— BRIEF —
Print all of the entries below verbatim, omitting the pictures.
======== STORED DATA
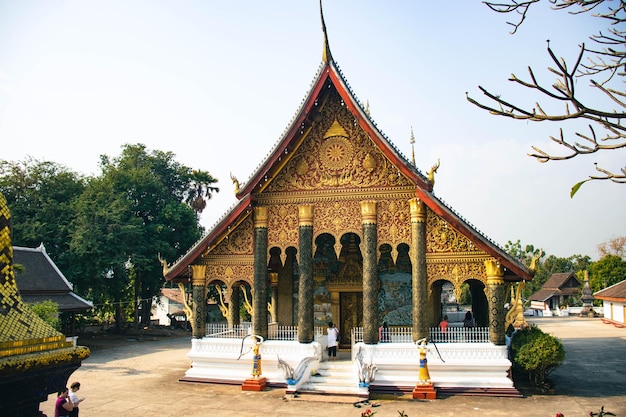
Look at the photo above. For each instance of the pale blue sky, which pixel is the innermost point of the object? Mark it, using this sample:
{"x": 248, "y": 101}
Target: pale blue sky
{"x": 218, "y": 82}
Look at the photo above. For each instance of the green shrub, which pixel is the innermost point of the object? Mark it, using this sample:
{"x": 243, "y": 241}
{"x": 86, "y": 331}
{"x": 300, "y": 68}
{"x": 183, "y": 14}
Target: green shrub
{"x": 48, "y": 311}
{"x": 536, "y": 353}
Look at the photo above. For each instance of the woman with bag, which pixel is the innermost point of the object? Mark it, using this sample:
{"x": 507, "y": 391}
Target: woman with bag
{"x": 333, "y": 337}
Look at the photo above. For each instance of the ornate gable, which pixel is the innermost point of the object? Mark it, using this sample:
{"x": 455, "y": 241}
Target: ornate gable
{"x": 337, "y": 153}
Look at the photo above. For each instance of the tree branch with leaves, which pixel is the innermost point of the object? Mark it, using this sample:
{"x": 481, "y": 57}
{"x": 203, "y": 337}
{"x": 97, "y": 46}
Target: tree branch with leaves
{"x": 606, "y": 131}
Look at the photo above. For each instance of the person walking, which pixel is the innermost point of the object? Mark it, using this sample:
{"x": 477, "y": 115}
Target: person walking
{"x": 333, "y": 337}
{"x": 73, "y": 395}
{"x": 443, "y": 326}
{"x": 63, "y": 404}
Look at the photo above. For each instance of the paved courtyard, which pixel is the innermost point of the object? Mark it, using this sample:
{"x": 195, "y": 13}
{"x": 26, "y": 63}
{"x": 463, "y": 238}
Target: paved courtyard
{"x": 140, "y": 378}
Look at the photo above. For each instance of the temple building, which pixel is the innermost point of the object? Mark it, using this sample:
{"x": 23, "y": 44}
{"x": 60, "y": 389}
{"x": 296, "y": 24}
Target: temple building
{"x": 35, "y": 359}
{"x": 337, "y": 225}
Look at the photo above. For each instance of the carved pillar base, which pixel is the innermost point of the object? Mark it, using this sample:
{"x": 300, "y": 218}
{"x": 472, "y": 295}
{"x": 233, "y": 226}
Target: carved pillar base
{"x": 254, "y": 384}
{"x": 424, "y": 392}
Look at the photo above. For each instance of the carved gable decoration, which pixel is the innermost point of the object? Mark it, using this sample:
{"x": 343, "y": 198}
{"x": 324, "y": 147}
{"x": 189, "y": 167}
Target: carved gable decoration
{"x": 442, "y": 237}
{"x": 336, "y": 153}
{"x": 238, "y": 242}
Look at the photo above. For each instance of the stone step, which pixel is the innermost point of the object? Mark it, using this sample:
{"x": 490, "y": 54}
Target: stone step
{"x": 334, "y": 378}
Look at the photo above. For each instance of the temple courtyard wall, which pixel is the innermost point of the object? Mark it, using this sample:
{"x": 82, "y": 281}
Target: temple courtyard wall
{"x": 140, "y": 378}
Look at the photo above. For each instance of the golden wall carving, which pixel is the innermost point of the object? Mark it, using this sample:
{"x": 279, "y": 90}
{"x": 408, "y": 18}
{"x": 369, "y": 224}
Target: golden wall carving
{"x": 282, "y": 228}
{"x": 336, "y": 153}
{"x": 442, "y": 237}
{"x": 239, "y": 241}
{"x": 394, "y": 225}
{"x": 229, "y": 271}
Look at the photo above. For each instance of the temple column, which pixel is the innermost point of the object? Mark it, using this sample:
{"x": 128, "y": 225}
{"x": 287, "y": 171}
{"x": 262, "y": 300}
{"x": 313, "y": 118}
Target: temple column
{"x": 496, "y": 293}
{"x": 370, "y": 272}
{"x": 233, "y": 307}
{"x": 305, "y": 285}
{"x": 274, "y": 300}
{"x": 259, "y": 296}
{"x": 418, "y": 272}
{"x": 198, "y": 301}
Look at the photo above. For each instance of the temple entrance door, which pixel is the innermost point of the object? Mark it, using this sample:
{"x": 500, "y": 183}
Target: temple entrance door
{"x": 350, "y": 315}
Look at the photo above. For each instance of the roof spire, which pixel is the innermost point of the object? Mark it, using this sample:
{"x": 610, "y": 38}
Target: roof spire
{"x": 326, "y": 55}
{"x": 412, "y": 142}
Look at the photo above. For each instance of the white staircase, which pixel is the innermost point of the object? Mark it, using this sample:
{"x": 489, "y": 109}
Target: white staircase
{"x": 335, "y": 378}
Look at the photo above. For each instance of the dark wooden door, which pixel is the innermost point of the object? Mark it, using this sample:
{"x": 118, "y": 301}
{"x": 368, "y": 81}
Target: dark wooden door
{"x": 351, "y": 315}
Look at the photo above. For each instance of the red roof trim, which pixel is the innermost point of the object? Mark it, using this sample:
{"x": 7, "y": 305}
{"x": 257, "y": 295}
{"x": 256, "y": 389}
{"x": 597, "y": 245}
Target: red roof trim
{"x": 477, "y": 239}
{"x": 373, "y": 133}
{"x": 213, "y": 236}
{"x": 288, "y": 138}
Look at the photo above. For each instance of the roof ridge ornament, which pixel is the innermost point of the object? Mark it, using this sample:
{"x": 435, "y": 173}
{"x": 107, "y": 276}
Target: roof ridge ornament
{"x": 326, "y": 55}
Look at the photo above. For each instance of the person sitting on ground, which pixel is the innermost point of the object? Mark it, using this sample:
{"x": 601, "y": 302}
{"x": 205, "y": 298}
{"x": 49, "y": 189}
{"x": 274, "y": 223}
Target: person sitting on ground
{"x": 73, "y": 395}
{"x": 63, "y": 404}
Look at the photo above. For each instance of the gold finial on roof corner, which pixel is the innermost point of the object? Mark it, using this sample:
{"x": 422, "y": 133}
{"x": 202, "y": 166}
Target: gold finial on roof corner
================
— FULL OUTPUT —
Look at the photo above. For each instance of the pale blue sky, which pixel is the innermost point of the object? Mark it, using this sample:
{"x": 248, "y": 101}
Target: pale blue sky
{"x": 218, "y": 82}
Look at the photo above. For each instance of the green shrub, which pixel is the innermost point of the object? Mark it, using this sample:
{"x": 243, "y": 241}
{"x": 86, "y": 331}
{"x": 300, "y": 68}
{"x": 183, "y": 14}
Target: green shrub
{"x": 48, "y": 311}
{"x": 536, "y": 353}
Look at the photo above. For each instance of the woman with bag, which pixel is the innermost point of the object? Mark it, using this sample:
{"x": 507, "y": 391}
Target: woman with bag
{"x": 333, "y": 337}
Look at the photo above. For each instance of the ornate gable, which pixel is the innermost point of the object? Mark it, using this sample:
{"x": 455, "y": 241}
Target: ornate gable
{"x": 337, "y": 153}
Look at the photo above. For each instance of the tree branch with leaves, which pixel is the innermost point of the object? Mark it, using this sample:
{"x": 481, "y": 57}
{"x": 203, "y": 337}
{"x": 97, "y": 46}
Target: tree branch with leaves
{"x": 606, "y": 131}
Look at the photo above. For each instance of the person walking, which pixel is the innermost point of the object? Mark it, using this sample:
{"x": 477, "y": 115}
Target: person walking
{"x": 333, "y": 337}
{"x": 73, "y": 395}
{"x": 443, "y": 326}
{"x": 63, "y": 404}
Look at the photo above. For each instance of the paved courtyard, which pixel is the innermost point of the object? Mark it, using this sample:
{"x": 195, "y": 13}
{"x": 26, "y": 63}
{"x": 463, "y": 238}
Target: paved courtyard
{"x": 140, "y": 378}
Look at the photo above. For each instance of the temple building, which pixel is the innermost point of the object? Mark it, using this sample:
{"x": 23, "y": 44}
{"x": 60, "y": 389}
{"x": 296, "y": 24}
Target: temple building
{"x": 35, "y": 359}
{"x": 337, "y": 225}
Look at the photo above. For each instance of the carved pillar base, which pixel is the innermost point of the object? Mark it, using this sample:
{"x": 300, "y": 218}
{"x": 472, "y": 295}
{"x": 233, "y": 226}
Target: carved pillar base
{"x": 254, "y": 384}
{"x": 424, "y": 392}
Look at the photo above. For each instance of the carved gable decoration, which pixel is the innermost point of the object? Mark it, using this sample:
{"x": 343, "y": 198}
{"x": 324, "y": 147}
{"x": 189, "y": 167}
Target: carved gable decoration
{"x": 442, "y": 237}
{"x": 336, "y": 153}
{"x": 238, "y": 242}
Look at the photo above. For each instance of the stone step, which pixel is the innermost point of the object? Mark it, using this sample:
{"x": 490, "y": 54}
Target: stone step
{"x": 334, "y": 378}
Look at the photo above. For each instance of the temple courtyard wall, which pixel is the innermost point of the object? Mark it, using this sample:
{"x": 82, "y": 281}
Target: temple courtyard wall
{"x": 140, "y": 378}
Look at the photo above. For each instance of the golden wall carving, which pixel is the innermost point of the object? Mark it, using this sample:
{"x": 279, "y": 90}
{"x": 408, "y": 18}
{"x": 369, "y": 224}
Target: golden wall carving
{"x": 282, "y": 228}
{"x": 336, "y": 153}
{"x": 442, "y": 237}
{"x": 239, "y": 241}
{"x": 394, "y": 225}
{"x": 229, "y": 271}
Look at the photo above. For each instance of the temple column, which pixel is the innermost point of the object? Mark it, using this sample:
{"x": 128, "y": 225}
{"x": 287, "y": 171}
{"x": 262, "y": 300}
{"x": 313, "y": 118}
Target: temple column
{"x": 496, "y": 293}
{"x": 370, "y": 272}
{"x": 233, "y": 307}
{"x": 305, "y": 285}
{"x": 274, "y": 300}
{"x": 259, "y": 296}
{"x": 418, "y": 272}
{"x": 198, "y": 301}
Look at the photo above. For each instance of the temple entrance door, which pixel is the innermost point of the object? Mark it, using this sample:
{"x": 500, "y": 183}
Target: temple entrance door
{"x": 350, "y": 315}
Look at the photo above. For each instance of the roof spire, which pixel is the innermost point of the object? Mark it, using this sample:
{"x": 610, "y": 38}
Target: roof spire
{"x": 326, "y": 55}
{"x": 412, "y": 142}
Look at the photo above. For each instance of the white staircase, which pixel is the innermost point of the object? Mark it, using this sample:
{"x": 489, "y": 109}
Target: white staircase
{"x": 335, "y": 378}
Look at the photo above. For each instance of the dark wooden door, which pixel is the innermost point of the object? Mark it, using this sample:
{"x": 118, "y": 301}
{"x": 368, "y": 81}
Target: dark wooden door
{"x": 351, "y": 315}
Look at the photo above. For each instance of the red roof trim, which pixel is the innermost point of the object? Mark it, using this sample:
{"x": 7, "y": 305}
{"x": 257, "y": 295}
{"x": 256, "y": 389}
{"x": 597, "y": 245}
Target: red roof trim
{"x": 477, "y": 239}
{"x": 373, "y": 133}
{"x": 213, "y": 236}
{"x": 288, "y": 138}
Look at the photo above. For each instance of the roof ridge ornament, which pixel is the innermost point of the object? Mark it, using this sample:
{"x": 435, "y": 173}
{"x": 107, "y": 276}
Target: roof ridge ornament
{"x": 326, "y": 55}
Look at the photo above. For each instance of the person sitting on ground, which pixel is the innermost point of the object? Mark it, using this sample:
{"x": 601, "y": 302}
{"x": 205, "y": 298}
{"x": 49, "y": 189}
{"x": 274, "y": 223}
Target: person sitting on ground
{"x": 73, "y": 395}
{"x": 63, "y": 404}
Look at the photo above. For each instance of the gold finial on roof corner, which pixel is the innermost point of the object? Mark it, using this sample:
{"x": 422, "y": 133}
{"x": 202, "y": 166}
Target: gold finial on roof corner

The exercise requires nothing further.